Your task >>
Pull every line of the material below and reproduce each one verbatim, leaving out the pictures.

[Records to process start]

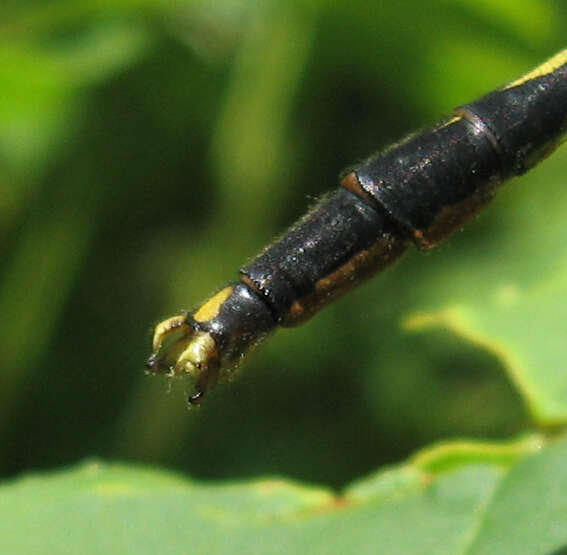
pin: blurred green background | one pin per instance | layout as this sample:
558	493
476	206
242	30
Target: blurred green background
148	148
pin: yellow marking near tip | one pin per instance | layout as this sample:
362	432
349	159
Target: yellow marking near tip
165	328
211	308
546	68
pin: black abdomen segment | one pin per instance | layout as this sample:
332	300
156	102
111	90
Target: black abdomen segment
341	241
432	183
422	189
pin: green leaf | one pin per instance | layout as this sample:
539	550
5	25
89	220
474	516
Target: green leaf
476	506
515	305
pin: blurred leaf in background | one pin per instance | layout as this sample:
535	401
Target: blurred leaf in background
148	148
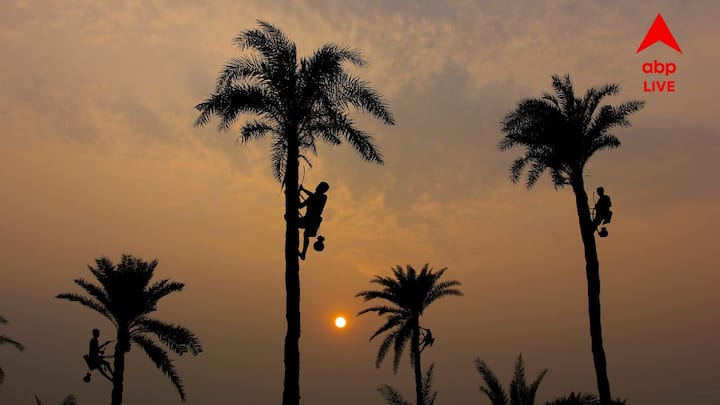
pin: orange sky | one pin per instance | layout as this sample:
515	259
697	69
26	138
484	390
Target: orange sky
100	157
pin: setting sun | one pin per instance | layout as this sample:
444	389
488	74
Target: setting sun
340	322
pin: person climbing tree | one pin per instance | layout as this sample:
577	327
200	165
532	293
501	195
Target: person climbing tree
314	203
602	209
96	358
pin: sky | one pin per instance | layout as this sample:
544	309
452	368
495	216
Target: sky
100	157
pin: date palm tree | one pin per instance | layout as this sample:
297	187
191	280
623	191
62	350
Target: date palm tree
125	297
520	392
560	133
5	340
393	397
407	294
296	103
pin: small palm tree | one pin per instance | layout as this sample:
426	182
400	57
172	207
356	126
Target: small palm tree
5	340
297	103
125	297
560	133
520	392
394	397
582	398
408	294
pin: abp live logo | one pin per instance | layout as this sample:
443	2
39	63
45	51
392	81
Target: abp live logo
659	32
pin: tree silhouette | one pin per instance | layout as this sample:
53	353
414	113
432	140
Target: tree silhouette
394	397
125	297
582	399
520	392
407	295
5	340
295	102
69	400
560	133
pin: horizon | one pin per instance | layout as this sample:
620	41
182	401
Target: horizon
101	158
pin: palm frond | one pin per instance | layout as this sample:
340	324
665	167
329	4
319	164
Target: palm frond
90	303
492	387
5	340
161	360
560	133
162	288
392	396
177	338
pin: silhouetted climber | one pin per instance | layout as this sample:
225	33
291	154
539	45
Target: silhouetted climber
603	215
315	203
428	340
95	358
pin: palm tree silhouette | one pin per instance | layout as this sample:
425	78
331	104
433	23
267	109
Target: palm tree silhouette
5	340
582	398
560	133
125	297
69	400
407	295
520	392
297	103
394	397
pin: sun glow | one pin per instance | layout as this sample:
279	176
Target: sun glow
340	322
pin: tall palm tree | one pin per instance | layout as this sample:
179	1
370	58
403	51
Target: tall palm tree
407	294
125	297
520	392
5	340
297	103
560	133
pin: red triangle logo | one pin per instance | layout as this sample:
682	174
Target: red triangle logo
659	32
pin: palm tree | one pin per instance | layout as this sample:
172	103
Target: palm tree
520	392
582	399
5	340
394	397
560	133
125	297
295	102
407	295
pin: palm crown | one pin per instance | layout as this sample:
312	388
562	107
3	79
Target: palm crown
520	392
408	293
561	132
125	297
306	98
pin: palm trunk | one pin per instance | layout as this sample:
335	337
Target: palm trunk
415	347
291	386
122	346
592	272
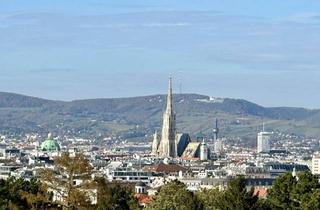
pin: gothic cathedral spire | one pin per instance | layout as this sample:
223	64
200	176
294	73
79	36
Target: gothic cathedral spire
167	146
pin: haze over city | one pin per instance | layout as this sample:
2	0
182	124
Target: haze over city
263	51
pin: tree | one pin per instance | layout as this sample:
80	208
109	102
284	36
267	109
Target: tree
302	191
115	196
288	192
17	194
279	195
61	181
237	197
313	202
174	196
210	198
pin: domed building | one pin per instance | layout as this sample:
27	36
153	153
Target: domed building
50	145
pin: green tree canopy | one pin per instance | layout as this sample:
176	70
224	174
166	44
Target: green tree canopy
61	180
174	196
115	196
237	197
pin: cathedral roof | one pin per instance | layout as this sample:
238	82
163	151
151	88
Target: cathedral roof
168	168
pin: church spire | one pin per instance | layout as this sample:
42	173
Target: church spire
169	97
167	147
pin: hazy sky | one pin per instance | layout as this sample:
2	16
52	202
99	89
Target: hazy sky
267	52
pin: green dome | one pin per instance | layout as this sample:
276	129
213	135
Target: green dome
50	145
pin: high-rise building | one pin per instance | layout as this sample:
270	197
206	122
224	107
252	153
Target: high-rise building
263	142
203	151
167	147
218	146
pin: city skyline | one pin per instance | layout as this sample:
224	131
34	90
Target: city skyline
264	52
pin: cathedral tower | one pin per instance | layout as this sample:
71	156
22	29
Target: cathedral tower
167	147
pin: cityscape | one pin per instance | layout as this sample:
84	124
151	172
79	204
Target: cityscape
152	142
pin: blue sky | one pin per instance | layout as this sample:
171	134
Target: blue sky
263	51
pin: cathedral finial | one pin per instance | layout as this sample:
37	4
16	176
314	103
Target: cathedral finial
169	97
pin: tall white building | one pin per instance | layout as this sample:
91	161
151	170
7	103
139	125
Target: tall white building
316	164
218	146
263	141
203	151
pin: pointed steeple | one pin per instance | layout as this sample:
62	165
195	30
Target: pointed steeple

[Records to process end]

Written answer >>
pin: blurred green background | one pin per instance | layout as this sample:
558	493
476	206
242	30
Target: blurred green background
148	148
pin: yellow marking near tip | one pin per instance | layout as this sample:
362	432
349	159
Target: yellow marking near tip
165	328
211	308
546	68
pin: black abdomen segment | one pin per instance | layout as this sample:
332	300
156	102
111	90
Target: black abdomen segment
341	241
432	183
422	189
pin: green leaf | one pin per instance | layout as this sample:
539	550
5	25
89	220
474	516
Target: green leaf
476	506
515	305
pin: blurred leaf in background | one pin per instance | layout as this sample:
535	401
Target: blurred leaf in background
148	148
pin: orange sky | one pin per instance | layout as this sample:
515	259
697	69
26	138
484	390
Target: orange sky
100	157
pin: setting sun | one pin per instance | layout as this sample:
444	389
488	74
Target: setting sun
340	322
pin: person climbing tree | one pin per instance | layout as this sample:
577	327
200	165
532	293
501	195
Target: person climbing tree
314	203
602	209
96	358
pin: sky | one pin per instance | layout as this sample:
544	309
452	368
495	216
Target: sky
100	157
pin: date palm tree | one pin per instance | layout as this sample:
297	187
191	280
623	191
62	350
Target: date palm tree
125	297
520	392
560	133
5	340
393	397
407	294
296	103
pin: small palm tree | one pin per instance | layout as this sample:
426	182
400	57
172	207
356	126
Target: small palm tree
5	340
297	103
125	297
560	133
520	392
394	397
582	398
408	294
pin: abp live logo | one pin per instance | layout as this sample:
443	2
39	63
45	51
392	81
Target: abp live logo
659	32
pin: tree silhouette | one pin per instance | layout as this sample:
53	353
414	113
432	140
Target: tree silhouette
394	397
125	297
582	399
520	392
407	295
5	340
295	102
69	400
560	133
pin: horizon | one pin per instance | layout as this sample:
620	41
182	401
Target: horizon
101	158
pin: palm frond | one pin per instance | layout as this sample:
340	324
665	167
329	4
319	164
Target: palm frond
90	303
492	387
5	340
161	360
560	133
162	288
392	396
177	338
pin: silhouetted climber | one pin per instance | layout as this sample:
225	33
291	154
539	45
Target: silhouetted climber
603	215
315	203
428	340
95	358
pin: palm tree silhouette | one pin per instance | layout as this sample:
425	78
331	104
433	23
267	109
Target: palm tree silhouette
5	340
582	398
560	133
125	297
69	400
407	295
520	392
297	103
394	397
pin: sun glow | one pin per instance | layout as this sample:
279	176
Target: sun glow
340	322
pin: tall palm tree | one pin per instance | layout as this sample:
179	1
370	58
403	51
Target: tall palm tree
407	294
125	297
520	392
5	340
297	103
560	133
pin: red triangle logo | one pin per instance | layout as this sample:
682	174
Target: red triangle logo
659	32
pin: palm tree | one pin per instance | layout as this sample:
172	103
Target: palm tree
520	392
582	399
5	340
394	397
560	133
125	297
295	102
407	295
pin: palm crown | one pin per instance | layout as this sample:
312	388
562	107
3	79
Target: palm crown
520	392
408	293
561	132
125	297
306	98
pin: palm trunk | one pin per instance | layout as this sample:
335	337
Target: palm trunk
415	347
291	386
122	346
592	272
pin: gothic cathedral spire | one pin per instance | layout as this sample:
223	64
200	176
294	73
79	36
Target: gothic cathedral spire
167	146
pin: haze over city | one pin per instance | layout as this sample:
2	0
182	124
Target: haze over city
263	51
pin: tree | one pin per instance | layout as this sample:
80	208
109	102
284	36
267	109
Target: tree
302	191
115	196
288	192
17	194
279	195
61	181
237	197
313	202
174	196
210	198
pin: domed building | one pin per instance | layout as this sample:
27	36
153	153
Target: domed building
50	145
pin: green tree canopy | one pin per instance | layout as this sample:
176	70
224	174
166	44
Target: green tree canopy
61	180
174	196
115	196
237	197
pin: cathedral roof | one pin per instance | layout as this sample:
238	82
163	151
151	88
Target: cathedral roof
168	168
pin: church spire | one pin per instance | layout as this sample:
42	173
Target: church spire
169	97
167	147
pin: hazy sky | one pin per instance | layout as this sample:
2	16
52	202
99	89
Target: hazy sky
267	52
pin: green dome | one pin per instance | layout as this sample:
276	129
213	135
Target: green dome
50	145
pin: high-rise building | one pin per instance | layout as this sample:
270	197
206	122
224	107
252	153
Target: high-rise building
263	142
203	151
167	147
218	146
pin: city skyline | one pin per instance | layout as this sample:
224	131
34	90
Target: city skyline
264	52
pin: cathedral tower | one pin per instance | layout as this sample:
71	156
22	29
Target: cathedral tower
167	147
pin: cityscape | one pin per instance | layout as this sample:
84	124
151	172
79	204
Target: cityscape
152	142
pin: blue sky | one pin per instance | layout as this sample:
171	134
Target: blue sky
263	51
pin: cathedral finial | one pin per instance | layout as this sample:
37	4
16	176
314	103
Target: cathedral finial
169	97
pin: tall white building | one pin per instance | layout as this sample:
91	161
151	170
7	103
139	125
Target: tall white building
316	164
218	146
263	141
203	151
pin: pointed steeple | one pin per instance | layout as this sample:
62	165
195	30
Target: pointed steeple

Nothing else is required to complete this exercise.